TASKS TO PERFORM »
a - Answer these questions using the tribute to Roy Halladay:
(i) How old was Roy Halladay when he died?
(ii) Where did his private plane go down?
(iii) How did Brandy capture the ceremony when he left the game?
b - Pick up the tribute to Roy Halladay after its last sentence and keep writing it in the same voice.

── SOURCE ──

Roy Halladay died Tuesday afternoon in a plane crash.

He was 40.

It leans so hard against your chest.

For Brandy, his wife. For Braden and Ryan, his teenaged sons, young men like their dad was once. Young ballplayers, like he was once.

For the light and the darkness ahead for them, for the days when he would have told them again he loved them, he was proud of them, he was there for them, and always would be.

For the days when he would have most wanted to be there, when they would’ve most wanted him to be there, those sad and happy days that Roy’s smile and laugh and wisdom would’ve saved or bettered.

That he could throw a baseball, that just made him other people’s hero too.

In this Aug. 8, 2014, file photo, Roy Halladay acknowledges the Philadelphia crowd. (AP)
In this Aug. 8, 2014, file photo, Roy Halladay acknowledges the Philadelphia crowd. (AP)

Roy’s private plane went down in the Gulf of Mexico, not far from St. Petersburg, Florida. They say he was alone.

The game, then, did not stoop to mourn one of his generation’s finest pitchers, though he was. Rather, it rose to honor the teammate, the friend, the husband, the father, the son, the man it knew to be so much more than a collection of innings or what came of them. He left the game four years ago in a ceremony Brandy captured from the front row on her iPad. He left the game for a life of raising his boys every day. Every single day. He left, maybe, a little sooner than he had to, with an ailing back that maybe could have been fixed, with a farewell to the notion that a life without the game could be put off, that that life would always be around tomorrow, that he’d get to it when he got to it.

“I,” he’d said with a smile that day, “had to stop my wife from cracking the Champagne this morning.”

An old man in the game is often still a new husband, a young father, freed from the unrelenting schedule. Those years would finance the rest of their lives, but only when they got to them. And so, soon enough, Roy Halladay coached his sons. He tended to his wife, and she to him. He flew. He went after all the new todays, that seems clear, however they came, sunny or cloudy, still or windblown. And so everything about Roy Halladay since he retired came with a smile. The boys were celebrating something, and he was always in the picture. The world fell away beneath him in a cockpit video, the hum of an engine near, and his breath was always close. The four of them leaned into a photo, and that was maybe what they’d planned all along, and now it was their boys’ turn, and you’d never know who was going to enjoy it more. Call it a tie.

───
── DATASET EXTRACT ──

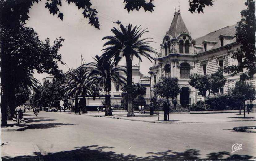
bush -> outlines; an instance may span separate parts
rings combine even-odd
[[[133,100],[133,106],[135,110],[139,109],[139,106],[144,106],[144,108],[147,105],[146,100],[141,95],[139,95]]]
[[[242,103],[232,94],[216,95],[206,99],[205,103],[210,110],[215,110],[237,109],[243,106]]]
[[[165,98],[159,98],[156,100],[156,105],[155,110],[156,111],[159,110],[159,111],[163,111],[163,105],[164,103],[167,102],[166,99]]]
[[[200,101],[197,102],[196,104],[193,104],[191,106],[190,108],[190,110],[191,111],[205,111],[206,110],[209,108],[208,106],[203,101]]]
[[[230,102],[230,97],[227,94],[217,94],[207,98],[205,103],[214,110],[225,110]]]

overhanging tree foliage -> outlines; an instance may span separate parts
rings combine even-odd
[[[210,93],[214,95],[219,92],[227,81],[221,69],[210,74],[194,73],[190,74],[189,78],[189,84],[198,90],[199,95],[204,97],[209,96]]]
[[[198,90],[199,95],[206,97],[207,91],[209,92],[208,95],[210,95],[212,85],[210,75],[194,73],[189,76],[189,85]]]
[[[36,70],[38,73],[56,74],[59,72],[57,63],[64,63],[58,53],[64,39],[53,42],[46,39],[41,41],[32,28],[22,24],[2,28],[0,32],[2,124],[6,125],[7,117],[12,119],[15,104],[15,89],[27,81],[28,76]]]
[[[240,81],[236,83],[235,87],[232,90],[233,96],[237,100],[242,103],[244,108],[244,115],[245,117],[245,101],[255,99],[256,91],[251,83]],[[241,114],[241,108],[240,113]]]
[[[256,73],[255,47],[255,2],[248,0],[245,3],[247,8],[241,11],[241,21],[237,23],[235,36],[236,42],[241,46],[232,56],[239,61],[239,65],[230,66],[225,68],[225,72],[234,76],[243,72],[241,80],[252,79]],[[244,69],[248,71],[244,71]]]
[[[190,12],[195,12],[197,8],[198,9],[197,10],[198,13],[200,13],[200,11],[202,11],[202,8],[205,6],[204,4],[209,5],[209,1],[212,1],[212,0],[207,0],[205,2],[204,1],[201,0],[200,2],[198,1],[198,4],[197,4],[197,0],[194,0],[192,1],[192,3],[190,3],[191,8],[191,9],[190,9]],[[10,29],[18,30],[20,24],[24,24],[26,20],[28,20],[29,17],[28,14],[29,13],[29,9],[31,8],[34,3],[36,2],[38,3],[39,1],[40,0],[0,0],[0,39],[1,42],[0,44],[1,51],[0,58],[1,60],[0,64],[1,70],[0,77],[1,78],[2,91],[1,92],[2,101],[1,104],[2,112],[2,126],[6,125],[6,120],[7,113],[9,114],[9,117],[11,117],[11,110],[13,107],[10,107],[10,106],[13,106],[9,104],[12,99],[14,98],[15,91],[13,87],[13,85],[11,83],[8,82],[9,80],[11,79],[7,79],[6,81],[3,80],[4,78],[9,78],[10,75],[13,74],[10,72],[8,75],[7,74],[7,71],[11,70],[7,67],[7,66],[8,64],[10,64],[10,61],[8,61],[9,58],[6,54],[11,53],[10,51],[8,51],[8,48],[5,46],[5,43],[7,41],[5,39],[8,37],[5,36],[4,34],[2,34],[2,31]],[[61,6],[62,2],[64,0],[47,0],[47,2],[46,3],[45,6],[45,7],[48,9],[50,14],[52,14],[54,15],[58,14],[58,17],[62,20],[63,19],[64,15],[60,11],[59,7]],[[93,5],[90,2],[90,0],[66,0],[66,1],[69,4],[71,3],[74,4],[77,6],[78,9],[81,8],[83,9],[84,11],[82,14],[85,18],[89,18],[89,23],[93,25],[96,28],[99,29],[98,18],[97,16],[97,12],[95,9],[92,7]],[[132,11],[134,9],[138,10],[141,7],[144,8],[145,11],[149,11],[152,12],[153,11],[153,8],[154,7],[152,2],[152,1],[153,0],[150,0],[149,2],[146,2],[144,0],[125,0],[124,1],[123,3],[124,3],[125,6],[125,9],[127,10],[128,12],[130,10]],[[210,4],[212,5],[212,4]],[[31,46],[31,47],[32,46]],[[46,51],[46,53],[48,51],[49,51],[47,50]],[[55,51],[55,52],[56,51],[57,52]],[[54,51],[53,52],[54,52]],[[51,60],[53,62],[56,62],[56,61],[54,61],[54,59],[50,59],[50,60]],[[30,63],[31,62],[28,61],[27,62]],[[41,64],[40,64],[39,66],[43,67],[43,68],[45,68],[45,66],[43,65],[42,66]],[[55,66],[53,69],[56,70],[57,68],[57,66]],[[46,70],[49,72],[47,68],[45,68]],[[9,92],[9,89],[11,89],[10,91],[11,91]]]

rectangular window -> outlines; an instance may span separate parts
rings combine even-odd
[[[204,75],[206,75],[206,64],[203,64],[203,70],[204,72]]]
[[[238,66],[240,66],[241,63],[243,62],[243,58],[241,57],[240,57],[237,58],[237,61],[238,62]]]
[[[120,90],[119,88],[119,85],[117,84],[115,86],[115,91],[119,92]]]
[[[224,45],[224,38],[223,37],[221,37],[220,39],[220,44],[222,47]]]
[[[224,89],[223,88],[221,88],[220,89],[220,91],[221,94],[223,94],[224,93]]]
[[[207,50],[207,44],[205,43],[204,44],[204,51]]]
[[[219,68],[223,69],[223,59],[219,60]]]

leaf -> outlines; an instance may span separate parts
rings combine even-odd
[[[64,15],[61,12],[60,12],[59,14],[59,15],[58,15],[58,17],[59,17],[59,18],[62,21],[62,20],[63,19],[63,16]]]

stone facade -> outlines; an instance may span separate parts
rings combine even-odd
[[[177,97],[179,104],[191,104],[203,99],[198,95],[197,90],[189,85],[189,75],[194,73],[211,74],[219,68],[238,64],[237,60],[231,58],[239,47],[234,37],[235,26],[228,26],[193,39],[179,11],[175,13],[170,29],[160,45],[160,55],[149,68],[154,73],[153,85],[161,76],[176,77],[182,89]],[[228,92],[239,80],[240,74],[232,77],[224,73],[227,81],[219,92]],[[249,81],[256,86],[256,74]],[[252,103],[256,104],[255,100]]]

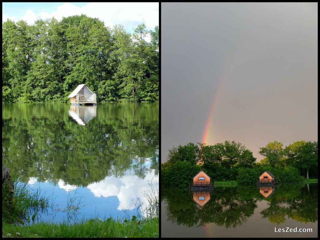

───

RESPONSE LIST »
a -
(i) He was 40.
(ii) In the Gulf of Mexico, not far from St. Petersburg, Florida.
(iii) From the front row, on her iPad.

b -
So, yeah, he could throw a baseball. And that mattered some days. It mattered to him, because nobody works that hard at something that doesn’t. It mattered to the other 24. It mattered to the young men who wished to grow up to be like him, so kind and generous and an absolute beast on the mound. It mattered to Ryan and Braden, who’d scraped around in some big-league clubhouses, and who’d shared that name across their backs, the name of baseball royalty, and do still. It mattered because we admire a man who is ruthless for three hours, for 16 years, and then is who we’d like to be for the rest. We cannot, most of us, be perfect with a baseball in our hands. What’s left, however, is attainable. And, over the hours of a terribly sad Tuesday, when those who really knew Roy Halladay said their goodbyes, the baseball world sat in a corner and wept.

Said Tony Clark, MLBPA executive director: “Our hearts are broken. Roy Halladay was not just one of the greatest competitors, but was also among the best men in our generation of players.”

Said Chris Archer: “I’m grateful to have come across such a humble man.”

Said Brad Lidge: “Roy was the guy I looked up to in little league, in high school, in the bigs. So lucky to have been his teammate. Incredible husband, incredible dad …”

Said Daniel Norris: “Some of you have no idea what Roy Halladay meant to the careers of so many of the up & coming stars. Phone calls. Group talks, etc.”

Said Jason Hammel: “Baseball’s heart hurts.”

And so it went, a stream of easy deference, of pained farewells, reaching to hold Brandy and Ryan and Braden.

It leans so hard against your chest. For them.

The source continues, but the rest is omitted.